# [TASK STATEMENT]
Select every line of the records that contains the word "gray" and copy each one out.

(Excerpts from labeled region data)
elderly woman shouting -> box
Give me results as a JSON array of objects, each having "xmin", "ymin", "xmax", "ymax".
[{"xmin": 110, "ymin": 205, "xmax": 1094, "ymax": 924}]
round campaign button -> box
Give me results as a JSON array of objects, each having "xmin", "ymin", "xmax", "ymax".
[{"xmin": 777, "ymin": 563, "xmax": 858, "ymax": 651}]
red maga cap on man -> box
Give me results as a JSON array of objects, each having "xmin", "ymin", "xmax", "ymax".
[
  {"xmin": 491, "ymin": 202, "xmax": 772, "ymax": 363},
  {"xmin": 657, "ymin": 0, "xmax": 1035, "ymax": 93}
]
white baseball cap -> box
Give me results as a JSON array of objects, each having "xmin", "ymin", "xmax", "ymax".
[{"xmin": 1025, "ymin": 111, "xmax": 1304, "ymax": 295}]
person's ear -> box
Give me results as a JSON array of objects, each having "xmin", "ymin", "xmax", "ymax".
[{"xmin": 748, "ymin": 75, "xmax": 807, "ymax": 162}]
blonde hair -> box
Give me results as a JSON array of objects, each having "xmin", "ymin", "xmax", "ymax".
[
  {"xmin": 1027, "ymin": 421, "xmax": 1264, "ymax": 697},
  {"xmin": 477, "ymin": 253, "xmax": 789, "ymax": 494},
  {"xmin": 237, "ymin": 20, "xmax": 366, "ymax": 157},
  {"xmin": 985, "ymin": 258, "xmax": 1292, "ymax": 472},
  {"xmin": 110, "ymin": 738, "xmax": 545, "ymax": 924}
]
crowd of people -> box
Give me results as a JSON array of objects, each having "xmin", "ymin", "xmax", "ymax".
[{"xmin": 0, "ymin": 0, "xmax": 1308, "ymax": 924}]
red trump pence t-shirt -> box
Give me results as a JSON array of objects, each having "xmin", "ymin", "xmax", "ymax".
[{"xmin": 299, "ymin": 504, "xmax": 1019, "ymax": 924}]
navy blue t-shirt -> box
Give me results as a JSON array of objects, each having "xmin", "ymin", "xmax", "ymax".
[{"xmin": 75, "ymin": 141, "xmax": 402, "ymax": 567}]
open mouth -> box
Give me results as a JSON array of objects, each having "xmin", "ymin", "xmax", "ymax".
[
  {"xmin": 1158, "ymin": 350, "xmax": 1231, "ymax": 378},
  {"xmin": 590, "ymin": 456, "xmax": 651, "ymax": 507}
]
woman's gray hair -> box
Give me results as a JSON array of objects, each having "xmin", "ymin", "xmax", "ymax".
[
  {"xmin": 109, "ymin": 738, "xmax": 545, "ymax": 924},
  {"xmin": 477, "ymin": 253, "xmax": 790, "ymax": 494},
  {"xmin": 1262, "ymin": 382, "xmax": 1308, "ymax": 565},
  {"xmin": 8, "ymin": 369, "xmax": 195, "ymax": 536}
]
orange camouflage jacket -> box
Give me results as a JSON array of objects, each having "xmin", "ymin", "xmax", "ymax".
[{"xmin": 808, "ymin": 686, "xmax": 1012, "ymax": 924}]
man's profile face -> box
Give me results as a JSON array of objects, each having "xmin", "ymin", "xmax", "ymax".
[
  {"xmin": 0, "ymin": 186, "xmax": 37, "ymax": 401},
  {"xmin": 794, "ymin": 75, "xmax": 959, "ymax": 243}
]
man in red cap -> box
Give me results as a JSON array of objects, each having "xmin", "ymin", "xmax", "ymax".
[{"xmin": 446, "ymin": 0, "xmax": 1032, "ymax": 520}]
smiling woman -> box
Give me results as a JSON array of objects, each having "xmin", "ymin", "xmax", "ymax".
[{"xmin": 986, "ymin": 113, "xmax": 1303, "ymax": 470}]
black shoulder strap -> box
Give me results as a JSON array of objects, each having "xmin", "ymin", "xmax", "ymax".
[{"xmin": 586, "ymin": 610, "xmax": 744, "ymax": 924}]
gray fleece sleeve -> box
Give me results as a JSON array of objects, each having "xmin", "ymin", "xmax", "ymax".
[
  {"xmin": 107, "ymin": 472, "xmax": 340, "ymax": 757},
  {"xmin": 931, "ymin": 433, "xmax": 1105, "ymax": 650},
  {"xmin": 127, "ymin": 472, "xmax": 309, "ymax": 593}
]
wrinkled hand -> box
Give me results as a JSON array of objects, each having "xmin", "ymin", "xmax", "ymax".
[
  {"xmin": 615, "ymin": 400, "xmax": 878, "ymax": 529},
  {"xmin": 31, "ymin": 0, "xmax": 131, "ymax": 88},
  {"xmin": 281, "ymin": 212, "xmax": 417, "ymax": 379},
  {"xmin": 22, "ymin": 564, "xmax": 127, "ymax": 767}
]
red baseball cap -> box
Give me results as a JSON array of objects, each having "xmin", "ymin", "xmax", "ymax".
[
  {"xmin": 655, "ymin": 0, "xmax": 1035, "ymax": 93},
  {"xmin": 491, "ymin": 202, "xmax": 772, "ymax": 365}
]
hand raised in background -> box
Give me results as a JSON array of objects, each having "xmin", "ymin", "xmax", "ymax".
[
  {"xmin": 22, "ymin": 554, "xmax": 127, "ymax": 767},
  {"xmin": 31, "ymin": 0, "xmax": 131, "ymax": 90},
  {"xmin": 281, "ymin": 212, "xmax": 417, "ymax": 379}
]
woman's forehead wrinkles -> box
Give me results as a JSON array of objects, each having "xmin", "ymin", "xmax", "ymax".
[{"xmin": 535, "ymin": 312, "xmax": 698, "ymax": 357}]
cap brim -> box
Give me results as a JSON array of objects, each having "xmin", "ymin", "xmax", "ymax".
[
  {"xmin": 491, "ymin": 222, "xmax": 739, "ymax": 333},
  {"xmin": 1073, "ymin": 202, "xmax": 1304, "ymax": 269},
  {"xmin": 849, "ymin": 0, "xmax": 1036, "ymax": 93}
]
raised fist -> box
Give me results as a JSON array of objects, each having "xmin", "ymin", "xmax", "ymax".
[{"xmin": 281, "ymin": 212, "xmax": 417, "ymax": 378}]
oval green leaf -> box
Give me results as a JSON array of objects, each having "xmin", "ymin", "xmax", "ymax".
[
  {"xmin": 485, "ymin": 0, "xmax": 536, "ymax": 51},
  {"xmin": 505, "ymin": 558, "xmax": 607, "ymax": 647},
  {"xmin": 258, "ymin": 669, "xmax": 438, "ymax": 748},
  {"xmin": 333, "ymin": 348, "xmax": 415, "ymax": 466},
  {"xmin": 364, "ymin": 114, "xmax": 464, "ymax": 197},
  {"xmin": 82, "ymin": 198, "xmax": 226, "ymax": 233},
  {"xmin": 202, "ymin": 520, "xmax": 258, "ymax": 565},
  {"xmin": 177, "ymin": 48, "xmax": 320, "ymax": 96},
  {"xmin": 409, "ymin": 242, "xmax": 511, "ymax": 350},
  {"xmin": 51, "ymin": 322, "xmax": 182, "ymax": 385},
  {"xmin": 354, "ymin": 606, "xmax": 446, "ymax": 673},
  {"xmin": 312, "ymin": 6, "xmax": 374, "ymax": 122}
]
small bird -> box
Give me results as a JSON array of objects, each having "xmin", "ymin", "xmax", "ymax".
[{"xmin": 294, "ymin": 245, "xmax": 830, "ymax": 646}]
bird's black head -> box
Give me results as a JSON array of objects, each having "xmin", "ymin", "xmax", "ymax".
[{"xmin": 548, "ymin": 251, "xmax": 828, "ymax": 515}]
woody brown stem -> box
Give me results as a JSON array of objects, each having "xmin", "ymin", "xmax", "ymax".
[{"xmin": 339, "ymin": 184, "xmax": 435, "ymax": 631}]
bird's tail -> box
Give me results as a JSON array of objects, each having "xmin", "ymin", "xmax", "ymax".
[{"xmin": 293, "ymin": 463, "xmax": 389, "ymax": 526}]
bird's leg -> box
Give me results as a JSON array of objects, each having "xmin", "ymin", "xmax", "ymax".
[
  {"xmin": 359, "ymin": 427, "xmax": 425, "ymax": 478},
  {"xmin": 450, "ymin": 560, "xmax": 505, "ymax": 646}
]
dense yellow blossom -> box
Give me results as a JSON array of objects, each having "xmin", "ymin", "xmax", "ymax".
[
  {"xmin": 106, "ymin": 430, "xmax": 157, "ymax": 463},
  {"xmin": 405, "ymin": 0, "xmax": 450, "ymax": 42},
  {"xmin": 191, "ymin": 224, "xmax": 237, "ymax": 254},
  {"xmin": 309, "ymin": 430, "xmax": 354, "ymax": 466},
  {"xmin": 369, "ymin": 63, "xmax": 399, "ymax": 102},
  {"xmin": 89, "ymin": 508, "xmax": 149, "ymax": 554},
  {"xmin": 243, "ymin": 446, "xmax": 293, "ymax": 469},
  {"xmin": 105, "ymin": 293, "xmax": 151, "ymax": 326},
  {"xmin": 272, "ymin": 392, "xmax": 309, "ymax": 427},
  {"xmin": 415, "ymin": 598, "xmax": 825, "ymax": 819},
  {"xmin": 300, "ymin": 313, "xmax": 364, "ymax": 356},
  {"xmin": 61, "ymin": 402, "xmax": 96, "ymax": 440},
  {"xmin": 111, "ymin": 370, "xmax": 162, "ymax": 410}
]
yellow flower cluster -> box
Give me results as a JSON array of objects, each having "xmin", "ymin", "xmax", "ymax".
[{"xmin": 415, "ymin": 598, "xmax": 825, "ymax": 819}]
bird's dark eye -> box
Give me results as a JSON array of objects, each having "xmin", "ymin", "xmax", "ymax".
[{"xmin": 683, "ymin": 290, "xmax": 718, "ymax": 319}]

# [FINAL ANSWER]
woman's gray hair -> box
gray fleece sleeve -> box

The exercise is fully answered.